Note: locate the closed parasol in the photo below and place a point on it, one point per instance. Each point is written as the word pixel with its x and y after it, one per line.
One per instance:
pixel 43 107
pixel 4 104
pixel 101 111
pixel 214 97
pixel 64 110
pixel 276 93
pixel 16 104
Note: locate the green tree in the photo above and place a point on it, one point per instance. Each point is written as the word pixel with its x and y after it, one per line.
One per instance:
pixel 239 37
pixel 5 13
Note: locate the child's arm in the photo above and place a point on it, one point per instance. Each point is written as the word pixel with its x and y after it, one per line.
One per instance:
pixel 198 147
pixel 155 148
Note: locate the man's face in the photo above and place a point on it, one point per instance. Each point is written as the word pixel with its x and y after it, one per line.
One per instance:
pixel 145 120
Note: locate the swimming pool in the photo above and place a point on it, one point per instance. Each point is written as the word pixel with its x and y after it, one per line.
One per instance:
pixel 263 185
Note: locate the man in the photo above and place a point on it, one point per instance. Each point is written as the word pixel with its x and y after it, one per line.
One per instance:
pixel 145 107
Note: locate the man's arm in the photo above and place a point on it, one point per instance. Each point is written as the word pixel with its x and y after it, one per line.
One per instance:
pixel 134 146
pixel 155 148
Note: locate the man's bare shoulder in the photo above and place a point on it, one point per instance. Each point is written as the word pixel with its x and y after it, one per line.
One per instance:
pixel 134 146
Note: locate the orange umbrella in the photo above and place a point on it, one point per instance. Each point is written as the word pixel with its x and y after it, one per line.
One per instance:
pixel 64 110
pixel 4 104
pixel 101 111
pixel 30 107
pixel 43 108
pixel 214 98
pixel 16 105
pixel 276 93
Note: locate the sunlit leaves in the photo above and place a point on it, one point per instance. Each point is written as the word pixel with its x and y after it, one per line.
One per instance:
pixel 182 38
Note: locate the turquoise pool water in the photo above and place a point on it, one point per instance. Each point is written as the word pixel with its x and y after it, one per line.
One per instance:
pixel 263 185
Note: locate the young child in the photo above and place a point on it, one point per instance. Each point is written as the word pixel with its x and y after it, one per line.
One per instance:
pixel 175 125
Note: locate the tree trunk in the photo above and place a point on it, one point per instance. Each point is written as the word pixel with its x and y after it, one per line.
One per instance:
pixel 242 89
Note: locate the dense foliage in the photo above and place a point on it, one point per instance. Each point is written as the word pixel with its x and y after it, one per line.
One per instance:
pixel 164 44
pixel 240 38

------------------------------------------------------------------------

Problem description:
Could you format the listing above as a two-column CSV with the header instruction,points, where each row puts one instruction's text and the points that answer it in two quoted fields, with every line break replaced by a space?

Result of the exercise:
instruction,points
"Note: locate the closed parasol in the photo below and place a point on it, one point per instance. Each point is written as the word pixel with its x and y after it, one per line. One per instance:","pixel 43 107 pixel 4 104 pixel 101 111 pixel 214 97 pixel 64 110 pixel 276 93 pixel 16 104"
"Note: locate the green tree in the photo above and place a point on it, one point per instance. Each point is written as the word pixel with its x and y after it, one per line. One per instance:","pixel 239 37 pixel 5 13"
"Note: locate the child's arm in the photo above and place a point on it, one point per instance. Each point is written as the word pixel with its x and y after it, one per line. One per instance:","pixel 198 147 pixel 155 148"
"Note: locate the man's face in the photo above and place a point on it, one point per instance. Each point is written as the word pixel with its x and y after it, one per line. One per instance:","pixel 145 120"
"Note: locate the swimming pool in the photo above and place a point on it, one point per instance. Each point is written as the word pixel with its x and y after it, one per line. One per instance:","pixel 263 185"
"Note: locate the man in the photo above and place a point on it, one point per instance. Each point is written as the word pixel with its x and y after it, one per line. One per instance:","pixel 145 107"
"Note: locate the man's arm in the photo above and place a point on it, one point per instance. Each point is written as the word pixel with its x and y after it, one per line. One per instance:","pixel 134 146 pixel 155 148"
"Note: locate the man's bare shoulder in the photo above and place a point on it, one point per instance. Each point is written as the word pixel with its x and y after it, one per line. One per instance:","pixel 134 146"
"Note: locate the orange umbrella in the photo above and place a point on it, one point per instance. Each point is written as the word pixel with its x and y after it, one per line. One per instance:","pixel 64 110 pixel 4 104 pixel 101 111 pixel 30 107 pixel 43 108 pixel 214 98 pixel 16 105 pixel 276 93"
"Note: locate the sunlit leaves in the photo above and place a point on it, one point per instance. Each point is written as the word pixel with its x and y after it, one per line. One per instance:","pixel 182 38"
"Note: locate the turquoise pool water in the photo above and place a point on it, one point per instance. Each point is written as the word pixel with its x and y after it, one per line. One per instance:","pixel 263 185"
"Note: locate the young child in the photo above and place a point on it, one point per instance. Each point is written as the word pixel with its x and y after it, one per line. One per instance:","pixel 175 125"
"Note: locate the tree trunk in the photo above and place a point on it, one point per instance. Each point is written as the word pixel with its x and y after it, one per line. One per instance:","pixel 242 89"
"Note: locate the dense foliage in the photo above and place a point on it, one point per instance. Each point is written as the word pixel with its x and y after it, one per line. One per instance:","pixel 164 44 pixel 240 38"